WHAT YOU HAVE TO DO:
Every line from the one containing "the insect thorax" to the final line of the material below must be reproduced exactly; leave out all other lines.

ITEMS:
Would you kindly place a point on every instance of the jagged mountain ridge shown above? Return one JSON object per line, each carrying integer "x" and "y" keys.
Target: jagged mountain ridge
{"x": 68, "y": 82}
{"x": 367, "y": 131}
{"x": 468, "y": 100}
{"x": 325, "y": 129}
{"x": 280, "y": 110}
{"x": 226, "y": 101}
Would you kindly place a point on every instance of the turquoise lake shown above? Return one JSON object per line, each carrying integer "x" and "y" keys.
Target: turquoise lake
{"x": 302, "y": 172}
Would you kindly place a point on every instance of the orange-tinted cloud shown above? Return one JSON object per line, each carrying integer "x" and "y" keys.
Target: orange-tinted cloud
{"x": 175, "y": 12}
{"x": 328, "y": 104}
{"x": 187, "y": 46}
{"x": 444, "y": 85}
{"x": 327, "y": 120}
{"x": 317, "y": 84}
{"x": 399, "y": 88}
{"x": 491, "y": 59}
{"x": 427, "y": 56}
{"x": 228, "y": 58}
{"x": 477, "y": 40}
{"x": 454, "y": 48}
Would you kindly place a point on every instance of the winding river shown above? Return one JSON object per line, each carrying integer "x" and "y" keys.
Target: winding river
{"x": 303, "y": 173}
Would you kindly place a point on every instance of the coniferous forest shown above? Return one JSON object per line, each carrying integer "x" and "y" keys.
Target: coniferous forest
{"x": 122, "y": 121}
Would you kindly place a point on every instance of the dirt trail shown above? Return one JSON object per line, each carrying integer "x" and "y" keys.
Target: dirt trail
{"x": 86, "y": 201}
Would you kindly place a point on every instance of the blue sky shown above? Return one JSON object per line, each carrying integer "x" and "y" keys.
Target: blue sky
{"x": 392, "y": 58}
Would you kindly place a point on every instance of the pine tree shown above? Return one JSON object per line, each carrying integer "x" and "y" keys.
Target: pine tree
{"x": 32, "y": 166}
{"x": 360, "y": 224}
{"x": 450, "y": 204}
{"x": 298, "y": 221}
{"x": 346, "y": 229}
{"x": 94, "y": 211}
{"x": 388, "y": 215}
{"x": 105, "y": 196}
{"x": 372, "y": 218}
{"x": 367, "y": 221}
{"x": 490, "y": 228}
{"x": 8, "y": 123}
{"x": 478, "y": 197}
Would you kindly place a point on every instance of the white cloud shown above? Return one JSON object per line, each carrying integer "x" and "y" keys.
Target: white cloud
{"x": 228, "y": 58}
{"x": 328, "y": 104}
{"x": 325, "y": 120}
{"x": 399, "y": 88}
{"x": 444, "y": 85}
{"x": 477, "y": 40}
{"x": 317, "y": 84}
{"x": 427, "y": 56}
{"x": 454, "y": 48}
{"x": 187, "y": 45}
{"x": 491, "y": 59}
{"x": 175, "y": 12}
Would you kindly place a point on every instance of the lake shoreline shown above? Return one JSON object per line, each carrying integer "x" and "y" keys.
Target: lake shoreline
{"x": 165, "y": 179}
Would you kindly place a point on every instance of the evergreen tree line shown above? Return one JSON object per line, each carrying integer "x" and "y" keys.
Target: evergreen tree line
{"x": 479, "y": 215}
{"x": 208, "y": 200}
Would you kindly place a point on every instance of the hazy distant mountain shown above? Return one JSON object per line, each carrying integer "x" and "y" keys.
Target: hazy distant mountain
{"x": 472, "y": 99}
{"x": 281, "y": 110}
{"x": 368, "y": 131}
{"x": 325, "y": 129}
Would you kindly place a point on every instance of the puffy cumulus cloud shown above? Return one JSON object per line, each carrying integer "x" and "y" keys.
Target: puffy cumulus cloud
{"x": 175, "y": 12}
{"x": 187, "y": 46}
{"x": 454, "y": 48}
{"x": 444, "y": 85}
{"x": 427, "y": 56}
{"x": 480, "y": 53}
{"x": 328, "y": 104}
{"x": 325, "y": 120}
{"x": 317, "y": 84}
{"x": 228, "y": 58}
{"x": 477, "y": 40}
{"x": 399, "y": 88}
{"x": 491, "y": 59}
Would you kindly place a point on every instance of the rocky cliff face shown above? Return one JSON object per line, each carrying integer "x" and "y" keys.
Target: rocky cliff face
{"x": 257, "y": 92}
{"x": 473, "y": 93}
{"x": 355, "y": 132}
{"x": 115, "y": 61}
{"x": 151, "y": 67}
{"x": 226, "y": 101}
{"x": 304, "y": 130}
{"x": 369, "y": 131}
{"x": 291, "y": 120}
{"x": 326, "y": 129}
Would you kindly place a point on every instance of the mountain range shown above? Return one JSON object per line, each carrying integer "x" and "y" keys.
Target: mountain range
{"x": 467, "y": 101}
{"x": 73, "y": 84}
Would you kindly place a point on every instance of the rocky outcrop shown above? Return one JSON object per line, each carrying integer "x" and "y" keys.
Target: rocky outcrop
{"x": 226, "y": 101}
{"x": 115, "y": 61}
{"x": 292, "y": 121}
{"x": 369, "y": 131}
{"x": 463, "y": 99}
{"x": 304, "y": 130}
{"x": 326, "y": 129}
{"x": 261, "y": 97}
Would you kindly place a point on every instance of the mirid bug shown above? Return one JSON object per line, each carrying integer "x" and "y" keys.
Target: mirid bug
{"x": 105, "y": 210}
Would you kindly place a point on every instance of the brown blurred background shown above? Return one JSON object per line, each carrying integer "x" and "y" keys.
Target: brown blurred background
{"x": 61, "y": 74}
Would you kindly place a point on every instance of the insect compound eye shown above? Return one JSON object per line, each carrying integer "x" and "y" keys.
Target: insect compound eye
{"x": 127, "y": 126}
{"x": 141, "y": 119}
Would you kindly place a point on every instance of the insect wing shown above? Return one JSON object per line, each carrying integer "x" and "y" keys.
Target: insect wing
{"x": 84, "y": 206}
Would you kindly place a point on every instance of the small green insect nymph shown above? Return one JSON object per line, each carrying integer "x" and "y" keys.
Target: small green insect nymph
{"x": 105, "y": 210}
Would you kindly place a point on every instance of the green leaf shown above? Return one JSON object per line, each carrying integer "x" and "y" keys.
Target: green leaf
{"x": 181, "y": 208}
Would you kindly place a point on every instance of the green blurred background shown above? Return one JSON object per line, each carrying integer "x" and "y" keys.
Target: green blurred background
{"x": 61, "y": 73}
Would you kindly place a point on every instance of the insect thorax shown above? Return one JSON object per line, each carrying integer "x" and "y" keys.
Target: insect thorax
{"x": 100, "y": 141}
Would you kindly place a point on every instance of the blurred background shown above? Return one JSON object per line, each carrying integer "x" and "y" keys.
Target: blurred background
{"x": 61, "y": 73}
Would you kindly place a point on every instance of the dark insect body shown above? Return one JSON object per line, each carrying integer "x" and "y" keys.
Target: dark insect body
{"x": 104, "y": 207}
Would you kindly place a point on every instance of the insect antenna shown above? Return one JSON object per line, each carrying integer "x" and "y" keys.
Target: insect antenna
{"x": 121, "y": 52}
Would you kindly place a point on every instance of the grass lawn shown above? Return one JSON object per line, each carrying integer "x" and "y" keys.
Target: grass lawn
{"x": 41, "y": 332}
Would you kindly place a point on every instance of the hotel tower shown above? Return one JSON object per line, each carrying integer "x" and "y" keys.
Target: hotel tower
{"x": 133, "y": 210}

ANSWER BELOW:
Would you kindly place a point on every instance of the insect thorax shown above? Return one JSON object per line, each carrying integer "x" and "y" keys.
Target: insect thorax
{"x": 100, "y": 141}
Would you kindly place a point on every instance of the blurred background shown above? Return one JSON object per line, each carrying integer "x" and "y" keys.
Target: blurred background
{"x": 61, "y": 73}
Would you kindly place a point on every instance of the dark insect body shown above? Return one JSON object per line, each carrying integer "x" and "y" keys.
Target: dark insect body
{"x": 104, "y": 207}
Would you kindly place a point on every instance of the insect antenna shown above? Return one JSON object per line, each carrying integer "x" and "y" keys.
Target: insect antenna
{"x": 121, "y": 52}
Would you kindly place a point on every instance of the grass lawn shown above? Return one JSON object per line, each carrying integer "x" and "y" keys.
Target: grass lawn
{"x": 41, "y": 332}
Would you kindly place a point on every instance of the hotel tower shown above? Return one JSON object per line, each carrying integer "x" and "y" keys.
Target: hotel tower
{"x": 133, "y": 210}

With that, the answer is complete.